--- Task objective ---
Beginning at the line containing "Query: white cloud", output every line to the end of the data below exactly as it appears.

--- Data ---
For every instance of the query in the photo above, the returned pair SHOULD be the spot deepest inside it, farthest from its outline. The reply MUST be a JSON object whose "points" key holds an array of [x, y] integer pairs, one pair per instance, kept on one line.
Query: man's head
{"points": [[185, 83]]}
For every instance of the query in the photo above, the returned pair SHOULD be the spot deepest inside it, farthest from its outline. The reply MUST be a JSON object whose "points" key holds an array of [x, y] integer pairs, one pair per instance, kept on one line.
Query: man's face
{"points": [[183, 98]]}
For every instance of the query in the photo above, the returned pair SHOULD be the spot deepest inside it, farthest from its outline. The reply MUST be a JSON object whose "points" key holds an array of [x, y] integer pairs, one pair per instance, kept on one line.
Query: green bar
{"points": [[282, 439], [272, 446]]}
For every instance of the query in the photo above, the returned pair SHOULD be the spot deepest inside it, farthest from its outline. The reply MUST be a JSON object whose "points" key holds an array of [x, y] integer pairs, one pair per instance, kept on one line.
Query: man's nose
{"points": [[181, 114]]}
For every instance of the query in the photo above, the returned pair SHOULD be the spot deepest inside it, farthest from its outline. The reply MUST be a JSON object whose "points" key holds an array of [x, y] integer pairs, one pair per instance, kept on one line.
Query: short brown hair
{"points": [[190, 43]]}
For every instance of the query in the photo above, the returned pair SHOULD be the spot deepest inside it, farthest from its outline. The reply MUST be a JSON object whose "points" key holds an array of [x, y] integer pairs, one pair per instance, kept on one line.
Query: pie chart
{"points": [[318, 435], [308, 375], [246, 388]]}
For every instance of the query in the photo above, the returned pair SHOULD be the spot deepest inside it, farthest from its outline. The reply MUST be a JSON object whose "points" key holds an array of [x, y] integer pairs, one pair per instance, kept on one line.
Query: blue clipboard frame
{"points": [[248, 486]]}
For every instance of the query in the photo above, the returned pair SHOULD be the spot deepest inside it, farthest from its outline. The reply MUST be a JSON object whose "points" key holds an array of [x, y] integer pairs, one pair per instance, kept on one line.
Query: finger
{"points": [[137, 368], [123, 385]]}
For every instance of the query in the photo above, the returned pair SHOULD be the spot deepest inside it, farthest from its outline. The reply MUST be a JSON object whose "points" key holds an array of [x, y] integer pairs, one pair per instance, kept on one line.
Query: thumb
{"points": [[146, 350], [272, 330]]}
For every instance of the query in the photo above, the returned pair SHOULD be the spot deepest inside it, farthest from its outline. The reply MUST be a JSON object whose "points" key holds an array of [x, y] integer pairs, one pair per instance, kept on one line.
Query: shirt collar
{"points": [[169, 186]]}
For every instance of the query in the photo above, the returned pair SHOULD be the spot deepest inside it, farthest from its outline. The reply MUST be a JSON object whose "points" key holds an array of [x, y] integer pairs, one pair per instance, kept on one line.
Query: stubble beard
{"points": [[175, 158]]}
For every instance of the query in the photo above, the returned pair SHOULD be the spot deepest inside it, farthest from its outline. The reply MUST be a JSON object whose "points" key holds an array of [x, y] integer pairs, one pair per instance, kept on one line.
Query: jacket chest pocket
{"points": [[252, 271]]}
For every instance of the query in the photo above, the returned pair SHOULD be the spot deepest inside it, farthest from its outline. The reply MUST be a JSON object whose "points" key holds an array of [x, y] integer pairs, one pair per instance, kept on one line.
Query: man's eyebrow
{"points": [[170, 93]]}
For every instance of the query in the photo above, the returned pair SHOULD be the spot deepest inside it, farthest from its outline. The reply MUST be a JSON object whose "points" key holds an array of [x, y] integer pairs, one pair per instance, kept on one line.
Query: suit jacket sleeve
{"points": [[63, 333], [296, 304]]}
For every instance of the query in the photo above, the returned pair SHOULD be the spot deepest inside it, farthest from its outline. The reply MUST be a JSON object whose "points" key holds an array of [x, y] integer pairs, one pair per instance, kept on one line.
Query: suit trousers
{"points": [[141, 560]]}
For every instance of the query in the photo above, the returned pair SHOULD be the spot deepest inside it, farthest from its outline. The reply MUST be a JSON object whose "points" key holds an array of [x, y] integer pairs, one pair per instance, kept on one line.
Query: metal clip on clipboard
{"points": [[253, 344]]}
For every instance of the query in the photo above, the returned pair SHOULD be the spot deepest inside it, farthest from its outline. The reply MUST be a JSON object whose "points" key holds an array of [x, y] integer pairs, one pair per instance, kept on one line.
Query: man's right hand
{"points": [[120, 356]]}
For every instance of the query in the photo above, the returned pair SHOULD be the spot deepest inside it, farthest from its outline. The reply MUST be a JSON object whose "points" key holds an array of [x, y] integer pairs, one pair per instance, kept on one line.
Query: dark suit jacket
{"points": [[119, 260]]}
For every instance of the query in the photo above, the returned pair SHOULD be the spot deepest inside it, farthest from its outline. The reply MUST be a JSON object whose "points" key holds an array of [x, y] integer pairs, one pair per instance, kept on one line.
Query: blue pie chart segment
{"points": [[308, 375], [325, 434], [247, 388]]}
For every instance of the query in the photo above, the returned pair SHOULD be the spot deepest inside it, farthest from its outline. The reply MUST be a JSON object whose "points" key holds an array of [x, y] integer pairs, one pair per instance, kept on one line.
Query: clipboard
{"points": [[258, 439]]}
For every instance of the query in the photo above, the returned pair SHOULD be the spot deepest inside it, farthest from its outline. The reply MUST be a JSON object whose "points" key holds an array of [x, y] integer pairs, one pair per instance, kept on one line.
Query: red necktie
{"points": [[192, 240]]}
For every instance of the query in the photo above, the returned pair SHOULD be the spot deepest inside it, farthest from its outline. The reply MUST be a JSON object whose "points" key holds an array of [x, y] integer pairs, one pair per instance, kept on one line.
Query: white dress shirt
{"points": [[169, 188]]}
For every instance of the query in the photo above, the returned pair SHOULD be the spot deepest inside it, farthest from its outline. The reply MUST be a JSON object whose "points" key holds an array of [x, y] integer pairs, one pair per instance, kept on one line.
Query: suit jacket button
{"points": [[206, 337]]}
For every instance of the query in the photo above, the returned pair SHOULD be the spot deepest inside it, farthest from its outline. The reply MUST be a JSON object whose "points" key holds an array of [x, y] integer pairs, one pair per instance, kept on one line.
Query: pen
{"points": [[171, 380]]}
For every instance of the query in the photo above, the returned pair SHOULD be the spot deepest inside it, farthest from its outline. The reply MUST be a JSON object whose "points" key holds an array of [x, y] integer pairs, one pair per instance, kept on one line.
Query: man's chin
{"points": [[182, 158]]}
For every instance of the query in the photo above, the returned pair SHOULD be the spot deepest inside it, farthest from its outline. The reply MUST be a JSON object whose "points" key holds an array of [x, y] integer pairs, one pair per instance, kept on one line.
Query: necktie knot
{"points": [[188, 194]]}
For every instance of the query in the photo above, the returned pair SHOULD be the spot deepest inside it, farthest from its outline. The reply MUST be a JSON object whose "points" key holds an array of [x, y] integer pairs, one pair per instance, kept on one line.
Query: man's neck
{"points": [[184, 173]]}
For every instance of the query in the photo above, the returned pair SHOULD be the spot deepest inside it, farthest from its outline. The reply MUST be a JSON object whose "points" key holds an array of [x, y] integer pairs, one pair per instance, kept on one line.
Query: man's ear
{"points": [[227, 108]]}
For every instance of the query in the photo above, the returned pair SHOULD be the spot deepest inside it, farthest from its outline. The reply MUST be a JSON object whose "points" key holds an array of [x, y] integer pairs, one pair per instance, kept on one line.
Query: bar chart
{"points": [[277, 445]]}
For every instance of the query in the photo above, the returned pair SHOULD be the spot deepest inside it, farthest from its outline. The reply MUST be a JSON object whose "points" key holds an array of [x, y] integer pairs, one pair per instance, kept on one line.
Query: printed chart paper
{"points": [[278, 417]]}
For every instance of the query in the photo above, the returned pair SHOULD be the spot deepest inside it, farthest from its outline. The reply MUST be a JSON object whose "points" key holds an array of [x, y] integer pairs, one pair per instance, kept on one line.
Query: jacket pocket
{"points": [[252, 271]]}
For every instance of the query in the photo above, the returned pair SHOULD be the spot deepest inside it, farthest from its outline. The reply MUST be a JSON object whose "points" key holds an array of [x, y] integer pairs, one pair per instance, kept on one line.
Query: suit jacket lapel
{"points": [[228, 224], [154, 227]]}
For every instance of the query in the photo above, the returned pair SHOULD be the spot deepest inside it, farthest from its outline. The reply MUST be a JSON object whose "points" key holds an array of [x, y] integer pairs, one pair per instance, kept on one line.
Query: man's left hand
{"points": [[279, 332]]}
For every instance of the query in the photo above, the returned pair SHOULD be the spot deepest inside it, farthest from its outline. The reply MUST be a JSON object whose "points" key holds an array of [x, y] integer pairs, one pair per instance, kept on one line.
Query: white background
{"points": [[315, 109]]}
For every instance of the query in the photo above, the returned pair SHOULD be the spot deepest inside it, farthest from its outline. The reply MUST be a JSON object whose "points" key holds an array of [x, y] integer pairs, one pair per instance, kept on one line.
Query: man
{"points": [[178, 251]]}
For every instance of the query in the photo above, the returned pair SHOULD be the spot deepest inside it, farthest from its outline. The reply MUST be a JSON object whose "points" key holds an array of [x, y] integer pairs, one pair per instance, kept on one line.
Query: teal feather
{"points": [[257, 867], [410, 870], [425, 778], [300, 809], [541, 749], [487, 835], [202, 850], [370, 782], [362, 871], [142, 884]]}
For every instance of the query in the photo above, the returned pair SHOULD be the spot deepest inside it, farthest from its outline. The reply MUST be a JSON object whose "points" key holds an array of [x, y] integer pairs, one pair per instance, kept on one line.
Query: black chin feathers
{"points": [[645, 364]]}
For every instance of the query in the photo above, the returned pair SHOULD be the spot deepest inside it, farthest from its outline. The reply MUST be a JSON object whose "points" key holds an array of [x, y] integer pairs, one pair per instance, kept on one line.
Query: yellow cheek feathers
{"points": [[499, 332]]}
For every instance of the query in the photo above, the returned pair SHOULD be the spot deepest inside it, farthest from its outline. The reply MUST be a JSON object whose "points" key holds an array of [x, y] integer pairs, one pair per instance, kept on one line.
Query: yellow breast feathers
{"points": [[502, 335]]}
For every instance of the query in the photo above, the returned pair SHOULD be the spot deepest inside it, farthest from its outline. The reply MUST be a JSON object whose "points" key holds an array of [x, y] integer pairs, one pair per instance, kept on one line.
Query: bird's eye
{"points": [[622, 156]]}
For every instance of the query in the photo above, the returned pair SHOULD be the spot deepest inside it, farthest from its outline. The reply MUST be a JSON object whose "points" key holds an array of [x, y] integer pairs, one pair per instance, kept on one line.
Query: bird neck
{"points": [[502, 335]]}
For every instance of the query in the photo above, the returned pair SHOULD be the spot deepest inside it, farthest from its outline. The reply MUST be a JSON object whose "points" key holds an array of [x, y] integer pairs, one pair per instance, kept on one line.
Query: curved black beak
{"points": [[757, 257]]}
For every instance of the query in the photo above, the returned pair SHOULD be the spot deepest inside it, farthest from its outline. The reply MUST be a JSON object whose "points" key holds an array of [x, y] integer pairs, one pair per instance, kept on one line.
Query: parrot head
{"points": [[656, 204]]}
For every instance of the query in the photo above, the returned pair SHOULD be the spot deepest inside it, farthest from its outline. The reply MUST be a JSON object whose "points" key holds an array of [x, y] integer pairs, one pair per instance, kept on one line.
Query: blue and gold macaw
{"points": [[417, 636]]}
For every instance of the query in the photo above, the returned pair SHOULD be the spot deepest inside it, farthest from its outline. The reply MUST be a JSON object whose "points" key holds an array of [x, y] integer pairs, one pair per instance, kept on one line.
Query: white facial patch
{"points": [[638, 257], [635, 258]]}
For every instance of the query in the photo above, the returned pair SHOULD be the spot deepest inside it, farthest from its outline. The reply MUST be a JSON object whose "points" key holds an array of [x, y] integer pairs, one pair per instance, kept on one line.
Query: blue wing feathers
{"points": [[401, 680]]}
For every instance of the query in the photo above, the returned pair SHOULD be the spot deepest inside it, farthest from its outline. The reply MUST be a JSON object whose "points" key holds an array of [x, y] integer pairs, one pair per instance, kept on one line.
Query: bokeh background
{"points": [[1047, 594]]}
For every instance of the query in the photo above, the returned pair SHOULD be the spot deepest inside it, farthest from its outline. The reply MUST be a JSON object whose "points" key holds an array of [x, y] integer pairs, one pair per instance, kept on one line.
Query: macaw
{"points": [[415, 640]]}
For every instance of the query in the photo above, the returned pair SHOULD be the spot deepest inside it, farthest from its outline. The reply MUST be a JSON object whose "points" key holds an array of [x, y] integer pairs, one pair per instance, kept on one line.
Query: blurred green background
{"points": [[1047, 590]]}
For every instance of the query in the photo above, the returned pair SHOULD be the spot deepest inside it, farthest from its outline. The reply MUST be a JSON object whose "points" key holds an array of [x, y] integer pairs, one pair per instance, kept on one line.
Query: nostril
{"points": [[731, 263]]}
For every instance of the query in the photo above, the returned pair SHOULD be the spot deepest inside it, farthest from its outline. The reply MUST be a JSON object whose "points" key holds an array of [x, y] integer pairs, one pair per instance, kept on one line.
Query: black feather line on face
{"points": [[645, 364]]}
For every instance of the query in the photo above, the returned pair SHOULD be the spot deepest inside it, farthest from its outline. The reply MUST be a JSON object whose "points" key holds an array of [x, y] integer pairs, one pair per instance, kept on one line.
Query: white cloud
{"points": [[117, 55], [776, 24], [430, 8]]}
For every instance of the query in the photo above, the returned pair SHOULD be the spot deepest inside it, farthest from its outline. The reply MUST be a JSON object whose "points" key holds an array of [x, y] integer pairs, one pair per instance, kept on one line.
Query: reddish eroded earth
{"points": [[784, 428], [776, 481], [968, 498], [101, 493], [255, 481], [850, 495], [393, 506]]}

--- Answer below ---
Query: white cloud
{"points": [[117, 55], [776, 24], [430, 8]]}
For every instance of the query in the photo above, the returned pair SHOULD be the spot deepest inside it, farthest from its outline. The reply MUST be a JSON object whose "points" key holds an array of [x, y] integer pairs, one pair per instance, kept on one line.
Query: reddish eroded earth
{"points": [[784, 428], [776, 481], [968, 498], [101, 493], [255, 481], [850, 495], [393, 506]]}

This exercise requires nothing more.